Task requirements:
Your answer must hold only the lines below from the line containing "Target: green tree" through the line containing "[ ] a point on the round", each reproduced exactly.

Material for the task:

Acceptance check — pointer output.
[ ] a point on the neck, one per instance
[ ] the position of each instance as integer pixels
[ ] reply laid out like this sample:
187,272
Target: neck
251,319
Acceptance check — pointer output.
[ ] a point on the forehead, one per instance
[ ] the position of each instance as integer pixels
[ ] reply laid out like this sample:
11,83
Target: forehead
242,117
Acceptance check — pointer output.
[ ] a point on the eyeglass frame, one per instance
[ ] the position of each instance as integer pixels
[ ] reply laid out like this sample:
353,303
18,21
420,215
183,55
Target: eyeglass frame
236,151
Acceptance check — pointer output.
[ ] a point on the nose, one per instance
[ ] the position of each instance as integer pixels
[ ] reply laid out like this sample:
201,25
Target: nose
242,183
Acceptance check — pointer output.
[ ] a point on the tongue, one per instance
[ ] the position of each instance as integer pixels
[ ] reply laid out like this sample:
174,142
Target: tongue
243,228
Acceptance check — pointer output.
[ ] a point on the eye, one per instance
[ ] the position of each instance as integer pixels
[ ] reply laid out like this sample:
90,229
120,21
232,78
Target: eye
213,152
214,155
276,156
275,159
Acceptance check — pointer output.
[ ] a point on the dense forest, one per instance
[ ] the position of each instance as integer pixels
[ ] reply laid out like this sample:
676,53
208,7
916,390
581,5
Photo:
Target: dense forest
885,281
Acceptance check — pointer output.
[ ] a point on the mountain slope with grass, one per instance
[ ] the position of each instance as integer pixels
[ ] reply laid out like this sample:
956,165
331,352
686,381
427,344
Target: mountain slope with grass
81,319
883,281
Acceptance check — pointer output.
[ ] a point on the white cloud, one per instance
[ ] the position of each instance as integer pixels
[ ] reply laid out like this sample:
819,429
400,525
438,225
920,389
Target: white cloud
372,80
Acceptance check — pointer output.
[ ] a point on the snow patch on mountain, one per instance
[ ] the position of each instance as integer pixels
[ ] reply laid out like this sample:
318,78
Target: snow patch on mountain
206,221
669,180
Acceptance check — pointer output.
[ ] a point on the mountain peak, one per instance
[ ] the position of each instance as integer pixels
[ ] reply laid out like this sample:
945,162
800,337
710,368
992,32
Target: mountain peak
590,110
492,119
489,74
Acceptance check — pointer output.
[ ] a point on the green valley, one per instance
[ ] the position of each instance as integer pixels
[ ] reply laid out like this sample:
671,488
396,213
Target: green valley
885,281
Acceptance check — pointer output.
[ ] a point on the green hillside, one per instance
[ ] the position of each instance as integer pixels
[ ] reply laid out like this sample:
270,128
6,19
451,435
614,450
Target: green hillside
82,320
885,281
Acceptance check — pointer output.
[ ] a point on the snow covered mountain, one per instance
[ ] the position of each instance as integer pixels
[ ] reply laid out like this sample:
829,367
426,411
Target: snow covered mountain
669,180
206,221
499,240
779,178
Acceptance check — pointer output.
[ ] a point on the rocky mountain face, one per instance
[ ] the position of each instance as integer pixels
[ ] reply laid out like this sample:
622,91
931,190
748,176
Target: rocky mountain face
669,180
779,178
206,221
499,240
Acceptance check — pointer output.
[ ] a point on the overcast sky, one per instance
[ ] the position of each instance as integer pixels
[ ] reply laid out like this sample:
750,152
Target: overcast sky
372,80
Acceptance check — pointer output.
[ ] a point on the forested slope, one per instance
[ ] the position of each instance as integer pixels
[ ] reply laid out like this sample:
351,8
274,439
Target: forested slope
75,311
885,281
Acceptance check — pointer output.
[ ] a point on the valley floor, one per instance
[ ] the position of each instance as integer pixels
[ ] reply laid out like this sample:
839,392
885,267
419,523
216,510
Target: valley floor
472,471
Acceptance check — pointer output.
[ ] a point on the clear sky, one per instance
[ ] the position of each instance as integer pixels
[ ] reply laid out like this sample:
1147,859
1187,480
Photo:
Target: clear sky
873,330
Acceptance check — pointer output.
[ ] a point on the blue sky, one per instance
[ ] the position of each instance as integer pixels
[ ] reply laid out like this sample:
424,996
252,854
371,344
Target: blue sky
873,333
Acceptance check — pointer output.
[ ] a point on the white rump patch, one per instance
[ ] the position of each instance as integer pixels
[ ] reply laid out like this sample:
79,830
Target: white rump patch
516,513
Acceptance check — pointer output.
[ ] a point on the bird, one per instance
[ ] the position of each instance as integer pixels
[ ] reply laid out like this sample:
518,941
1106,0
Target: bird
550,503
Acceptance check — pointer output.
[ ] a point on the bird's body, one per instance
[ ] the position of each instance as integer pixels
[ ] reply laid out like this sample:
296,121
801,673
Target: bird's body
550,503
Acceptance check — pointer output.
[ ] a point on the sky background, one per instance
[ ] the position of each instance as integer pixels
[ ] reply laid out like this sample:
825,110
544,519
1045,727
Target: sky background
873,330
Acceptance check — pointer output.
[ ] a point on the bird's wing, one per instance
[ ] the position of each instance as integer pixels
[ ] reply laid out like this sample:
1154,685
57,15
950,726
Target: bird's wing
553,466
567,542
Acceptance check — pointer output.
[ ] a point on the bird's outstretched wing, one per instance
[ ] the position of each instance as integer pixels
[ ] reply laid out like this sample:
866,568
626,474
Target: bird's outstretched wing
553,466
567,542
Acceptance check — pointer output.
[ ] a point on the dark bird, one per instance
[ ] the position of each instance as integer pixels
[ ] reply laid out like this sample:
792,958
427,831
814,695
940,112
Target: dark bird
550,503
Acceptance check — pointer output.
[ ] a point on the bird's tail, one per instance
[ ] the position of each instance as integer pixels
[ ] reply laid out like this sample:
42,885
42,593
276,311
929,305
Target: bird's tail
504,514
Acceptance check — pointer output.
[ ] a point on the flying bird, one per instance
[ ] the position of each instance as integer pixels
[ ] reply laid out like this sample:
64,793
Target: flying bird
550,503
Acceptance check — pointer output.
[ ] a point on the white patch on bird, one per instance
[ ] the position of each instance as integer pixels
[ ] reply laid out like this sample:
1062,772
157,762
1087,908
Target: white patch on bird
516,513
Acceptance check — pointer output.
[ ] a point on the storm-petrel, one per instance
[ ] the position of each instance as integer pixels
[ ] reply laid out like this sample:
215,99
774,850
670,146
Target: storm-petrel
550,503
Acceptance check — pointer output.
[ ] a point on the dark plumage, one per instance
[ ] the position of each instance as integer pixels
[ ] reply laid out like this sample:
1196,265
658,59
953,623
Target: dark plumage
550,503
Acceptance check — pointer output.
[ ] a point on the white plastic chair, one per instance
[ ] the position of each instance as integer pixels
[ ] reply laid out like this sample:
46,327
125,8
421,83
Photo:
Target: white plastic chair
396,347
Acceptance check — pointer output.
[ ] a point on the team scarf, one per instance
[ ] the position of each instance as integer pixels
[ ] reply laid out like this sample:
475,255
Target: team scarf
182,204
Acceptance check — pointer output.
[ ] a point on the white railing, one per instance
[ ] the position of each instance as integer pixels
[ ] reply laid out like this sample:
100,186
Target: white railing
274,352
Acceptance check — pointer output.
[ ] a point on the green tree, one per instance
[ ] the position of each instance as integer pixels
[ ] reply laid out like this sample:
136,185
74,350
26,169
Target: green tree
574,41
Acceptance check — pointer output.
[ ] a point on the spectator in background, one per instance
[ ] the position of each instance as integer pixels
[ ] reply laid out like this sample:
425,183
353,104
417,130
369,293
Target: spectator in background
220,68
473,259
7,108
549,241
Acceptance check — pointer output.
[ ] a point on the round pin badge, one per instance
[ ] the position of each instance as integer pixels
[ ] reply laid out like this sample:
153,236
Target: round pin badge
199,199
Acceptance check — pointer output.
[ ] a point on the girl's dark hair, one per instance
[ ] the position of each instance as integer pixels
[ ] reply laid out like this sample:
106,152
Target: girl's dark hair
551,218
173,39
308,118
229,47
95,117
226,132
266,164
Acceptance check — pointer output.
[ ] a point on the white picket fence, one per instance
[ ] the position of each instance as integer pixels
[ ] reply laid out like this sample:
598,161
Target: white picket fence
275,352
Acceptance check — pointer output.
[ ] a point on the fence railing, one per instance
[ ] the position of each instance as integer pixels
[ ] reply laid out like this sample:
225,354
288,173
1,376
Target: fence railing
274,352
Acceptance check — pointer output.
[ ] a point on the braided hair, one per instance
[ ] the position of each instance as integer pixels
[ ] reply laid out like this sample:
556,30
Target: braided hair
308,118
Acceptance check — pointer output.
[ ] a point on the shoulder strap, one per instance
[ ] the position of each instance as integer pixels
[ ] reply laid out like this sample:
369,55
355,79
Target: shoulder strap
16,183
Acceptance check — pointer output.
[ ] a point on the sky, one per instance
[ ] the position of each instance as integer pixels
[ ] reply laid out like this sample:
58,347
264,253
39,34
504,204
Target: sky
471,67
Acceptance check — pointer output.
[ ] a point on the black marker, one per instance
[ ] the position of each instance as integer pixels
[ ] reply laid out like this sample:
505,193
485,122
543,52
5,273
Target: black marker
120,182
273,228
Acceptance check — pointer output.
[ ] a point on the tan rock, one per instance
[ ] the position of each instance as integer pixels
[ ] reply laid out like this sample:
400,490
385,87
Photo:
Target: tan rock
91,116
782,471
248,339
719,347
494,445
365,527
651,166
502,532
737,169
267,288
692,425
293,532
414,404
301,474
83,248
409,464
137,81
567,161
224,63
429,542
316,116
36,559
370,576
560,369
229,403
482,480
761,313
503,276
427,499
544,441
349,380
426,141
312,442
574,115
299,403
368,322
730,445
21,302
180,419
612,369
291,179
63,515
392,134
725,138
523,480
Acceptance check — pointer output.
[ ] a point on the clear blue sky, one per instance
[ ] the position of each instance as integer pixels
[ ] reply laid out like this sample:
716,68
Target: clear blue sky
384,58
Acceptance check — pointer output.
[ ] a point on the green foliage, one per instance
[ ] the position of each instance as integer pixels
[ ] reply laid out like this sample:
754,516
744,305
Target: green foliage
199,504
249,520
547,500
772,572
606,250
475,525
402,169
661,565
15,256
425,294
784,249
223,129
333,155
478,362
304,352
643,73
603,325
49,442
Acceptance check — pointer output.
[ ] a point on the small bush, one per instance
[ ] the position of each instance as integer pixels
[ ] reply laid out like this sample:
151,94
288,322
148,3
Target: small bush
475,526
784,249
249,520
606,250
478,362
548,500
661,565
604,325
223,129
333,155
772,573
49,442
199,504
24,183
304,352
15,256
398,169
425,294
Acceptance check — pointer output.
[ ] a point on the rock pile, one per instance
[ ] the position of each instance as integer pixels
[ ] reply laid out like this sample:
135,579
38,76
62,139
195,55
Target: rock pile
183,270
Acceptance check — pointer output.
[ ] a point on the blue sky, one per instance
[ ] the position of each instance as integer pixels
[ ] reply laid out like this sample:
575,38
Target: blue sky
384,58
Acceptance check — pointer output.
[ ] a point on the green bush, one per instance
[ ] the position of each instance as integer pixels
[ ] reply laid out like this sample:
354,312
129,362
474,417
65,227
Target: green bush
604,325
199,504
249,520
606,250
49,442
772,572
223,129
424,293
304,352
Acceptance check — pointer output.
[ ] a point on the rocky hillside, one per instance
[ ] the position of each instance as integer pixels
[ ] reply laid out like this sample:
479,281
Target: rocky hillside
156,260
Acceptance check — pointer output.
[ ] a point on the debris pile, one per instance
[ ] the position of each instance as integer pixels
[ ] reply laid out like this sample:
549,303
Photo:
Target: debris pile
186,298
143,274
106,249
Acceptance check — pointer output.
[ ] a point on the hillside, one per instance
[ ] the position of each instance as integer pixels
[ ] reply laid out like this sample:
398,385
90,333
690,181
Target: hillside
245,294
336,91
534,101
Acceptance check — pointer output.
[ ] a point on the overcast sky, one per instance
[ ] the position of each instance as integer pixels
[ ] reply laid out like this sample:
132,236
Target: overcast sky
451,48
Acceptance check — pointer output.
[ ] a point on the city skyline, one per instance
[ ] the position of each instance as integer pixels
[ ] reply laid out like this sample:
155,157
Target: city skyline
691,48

Exercise output:
Target: green tree
574,41
Acceptance check — pointer output.
[ ] a point on the spectator in background, one per instance
[ ] the position of each instance as integer pixels
[ ] reply laid out like this sample:
425,183
353,104
417,130
369,293
Target: spectator in background
220,68
473,259
7,108
549,241
Acceptance check — pointer output.
[ ] a point on the round pin badge, one per instance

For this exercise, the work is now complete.